**Task prompt:** Rewrite the listing from its start up to and including the line with "left=46, top=63, right=194, bottom=106", swapping "crowd of people" for "group of people" and changing nothing else. Leave the pictures out.

------------

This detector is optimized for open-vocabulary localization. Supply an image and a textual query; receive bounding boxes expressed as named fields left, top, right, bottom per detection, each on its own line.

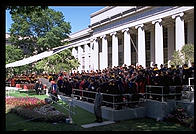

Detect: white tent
left=6, top=45, right=70, bottom=68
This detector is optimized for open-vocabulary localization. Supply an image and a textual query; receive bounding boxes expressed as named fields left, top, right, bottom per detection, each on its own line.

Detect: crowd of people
left=6, top=63, right=194, bottom=108
left=46, top=63, right=194, bottom=106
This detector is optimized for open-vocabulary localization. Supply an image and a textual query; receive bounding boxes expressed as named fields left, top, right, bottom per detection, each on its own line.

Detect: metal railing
left=48, top=93, right=76, bottom=123
left=73, top=89, right=144, bottom=109
left=145, top=85, right=194, bottom=102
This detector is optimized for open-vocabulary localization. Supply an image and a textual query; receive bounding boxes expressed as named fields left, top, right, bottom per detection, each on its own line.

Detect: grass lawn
left=6, top=92, right=193, bottom=131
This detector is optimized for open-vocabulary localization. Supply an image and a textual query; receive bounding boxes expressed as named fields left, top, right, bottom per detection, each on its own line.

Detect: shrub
left=6, top=97, right=67, bottom=122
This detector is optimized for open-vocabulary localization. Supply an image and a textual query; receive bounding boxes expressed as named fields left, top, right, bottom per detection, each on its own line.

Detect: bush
left=11, top=104, right=67, bottom=122
left=165, top=107, right=194, bottom=129
left=6, top=97, right=67, bottom=122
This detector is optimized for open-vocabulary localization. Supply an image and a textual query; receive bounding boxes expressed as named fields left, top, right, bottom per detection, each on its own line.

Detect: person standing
left=94, top=87, right=103, bottom=122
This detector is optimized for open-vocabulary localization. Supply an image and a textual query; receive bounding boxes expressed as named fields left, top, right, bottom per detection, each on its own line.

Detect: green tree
left=5, top=45, right=23, bottom=64
left=9, top=8, right=71, bottom=55
left=170, top=50, right=183, bottom=66
left=181, top=44, right=194, bottom=64
left=8, top=6, right=79, bottom=72
left=6, top=45, right=30, bottom=76
left=170, top=44, right=194, bottom=66
left=7, top=6, right=48, bottom=14
left=35, top=49, right=79, bottom=73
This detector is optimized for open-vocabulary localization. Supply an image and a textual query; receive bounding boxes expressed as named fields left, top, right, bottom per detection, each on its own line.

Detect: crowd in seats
left=51, top=63, right=194, bottom=108
left=6, top=63, right=194, bottom=108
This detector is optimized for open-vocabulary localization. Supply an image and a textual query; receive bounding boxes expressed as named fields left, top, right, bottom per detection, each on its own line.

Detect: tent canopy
left=6, top=45, right=71, bottom=68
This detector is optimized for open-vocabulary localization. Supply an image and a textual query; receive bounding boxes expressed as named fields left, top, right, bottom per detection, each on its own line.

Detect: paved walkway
left=81, top=121, right=115, bottom=128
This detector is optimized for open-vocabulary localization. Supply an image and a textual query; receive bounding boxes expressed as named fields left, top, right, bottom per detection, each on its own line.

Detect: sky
left=6, top=6, right=104, bottom=33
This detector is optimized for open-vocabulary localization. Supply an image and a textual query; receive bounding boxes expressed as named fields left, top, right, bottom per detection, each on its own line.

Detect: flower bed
left=6, top=97, right=45, bottom=109
left=6, top=97, right=67, bottom=122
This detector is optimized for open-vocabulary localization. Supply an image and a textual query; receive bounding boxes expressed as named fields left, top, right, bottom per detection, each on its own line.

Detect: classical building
left=69, top=6, right=194, bottom=72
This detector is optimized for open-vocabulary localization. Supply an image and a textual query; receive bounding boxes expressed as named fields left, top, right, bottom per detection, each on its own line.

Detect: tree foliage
left=7, top=6, right=48, bottom=15
left=181, top=44, right=194, bottom=64
left=170, top=44, right=194, bottom=66
left=6, top=45, right=23, bottom=64
left=6, top=45, right=31, bottom=75
left=7, top=6, right=79, bottom=72
left=10, top=8, right=71, bottom=54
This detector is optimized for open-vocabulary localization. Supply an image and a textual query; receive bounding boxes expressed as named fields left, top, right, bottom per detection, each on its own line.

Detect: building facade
left=69, top=6, right=194, bottom=72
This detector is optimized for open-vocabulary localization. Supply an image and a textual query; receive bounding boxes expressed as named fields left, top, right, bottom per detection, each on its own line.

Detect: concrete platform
left=59, top=97, right=194, bottom=121
left=81, top=121, right=115, bottom=128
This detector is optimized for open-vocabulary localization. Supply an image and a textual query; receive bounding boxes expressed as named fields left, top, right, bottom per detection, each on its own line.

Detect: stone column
left=152, top=19, right=164, bottom=68
left=92, top=39, right=99, bottom=71
left=172, top=13, right=185, bottom=50
left=78, top=46, right=82, bottom=73
left=89, top=39, right=94, bottom=71
left=150, top=29, right=155, bottom=67
left=188, top=19, right=194, bottom=44
left=135, top=24, right=146, bottom=68
left=84, top=44, right=89, bottom=72
left=100, top=35, right=108, bottom=70
left=122, top=28, right=131, bottom=66
left=168, top=25, right=174, bottom=65
left=110, top=32, right=118, bottom=67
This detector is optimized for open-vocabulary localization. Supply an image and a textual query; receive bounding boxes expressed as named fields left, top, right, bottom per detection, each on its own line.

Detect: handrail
left=145, top=85, right=194, bottom=102
left=73, top=89, right=143, bottom=108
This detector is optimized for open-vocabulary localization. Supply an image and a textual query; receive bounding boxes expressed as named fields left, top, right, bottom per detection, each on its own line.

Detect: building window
left=145, top=31, right=150, bottom=67
left=163, top=26, right=168, bottom=64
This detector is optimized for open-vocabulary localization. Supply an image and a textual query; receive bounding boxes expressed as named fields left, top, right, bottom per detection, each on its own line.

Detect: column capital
left=100, top=34, right=106, bottom=39
left=135, top=24, right=144, bottom=29
left=110, top=32, right=117, bottom=36
left=121, top=28, right=129, bottom=33
left=172, top=12, right=184, bottom=19
left=152, top=19, right=162, bottom=24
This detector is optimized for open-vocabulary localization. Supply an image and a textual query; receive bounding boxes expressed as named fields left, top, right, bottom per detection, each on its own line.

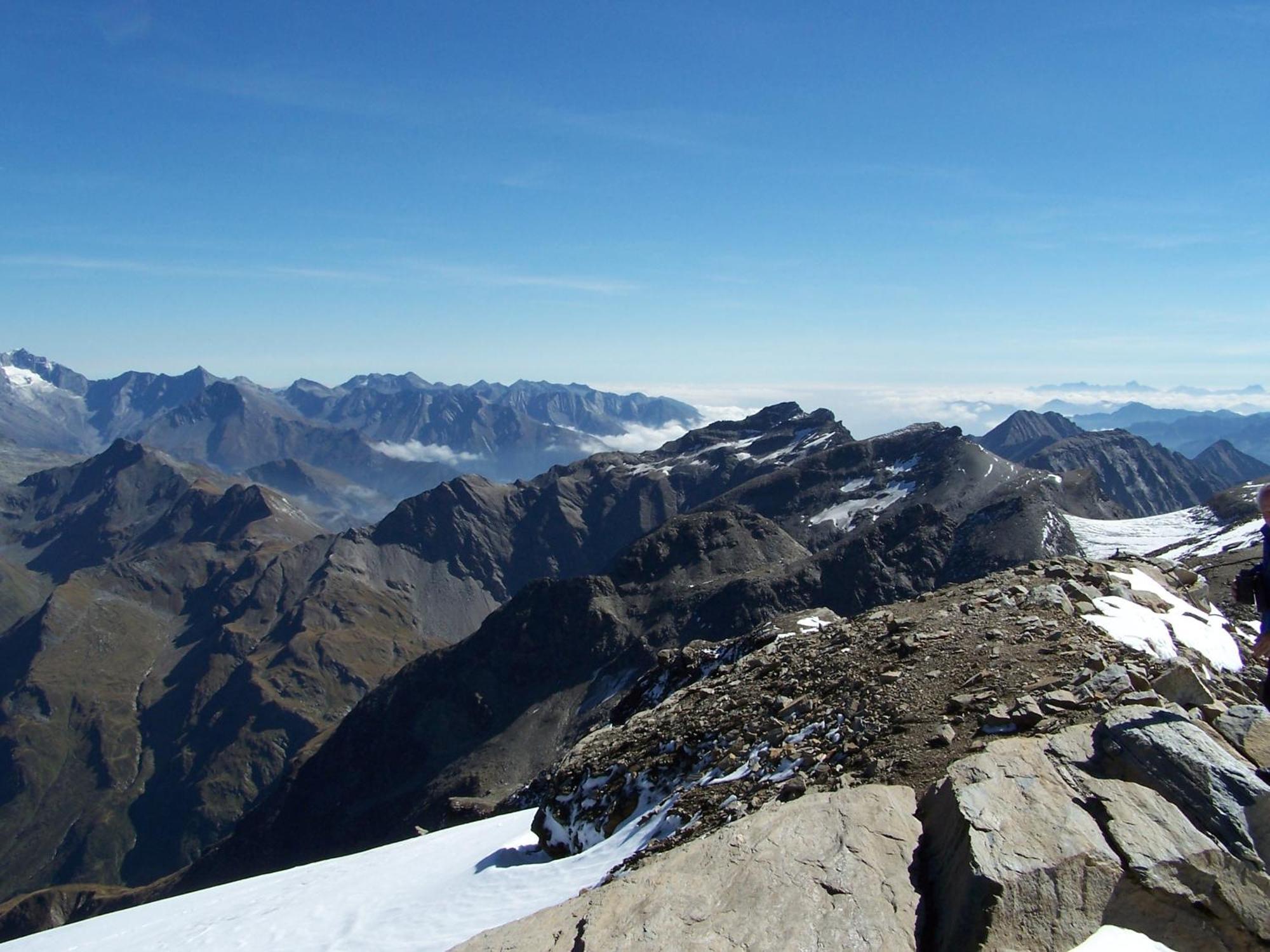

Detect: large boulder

------------

**Expected answer:**
This detector is optimized for open-vocabulary localization. Supply an image and a textual query; receive bounding boxes expressed as named fields left, top, right, bottom per detection, each on its own line.


Detect: white tent
left=6, top=45, right=70, bottom=68
This detector is optimized for open-vocabulary localization. Supply an image and a textual query; receive bounding boxes expressed as named fields left, top, right, bottom per detection, each on its own line.

Detect: group of people
left=6, top=63, right=194, bottom=108
left=46, top=63, right=194, bottom=106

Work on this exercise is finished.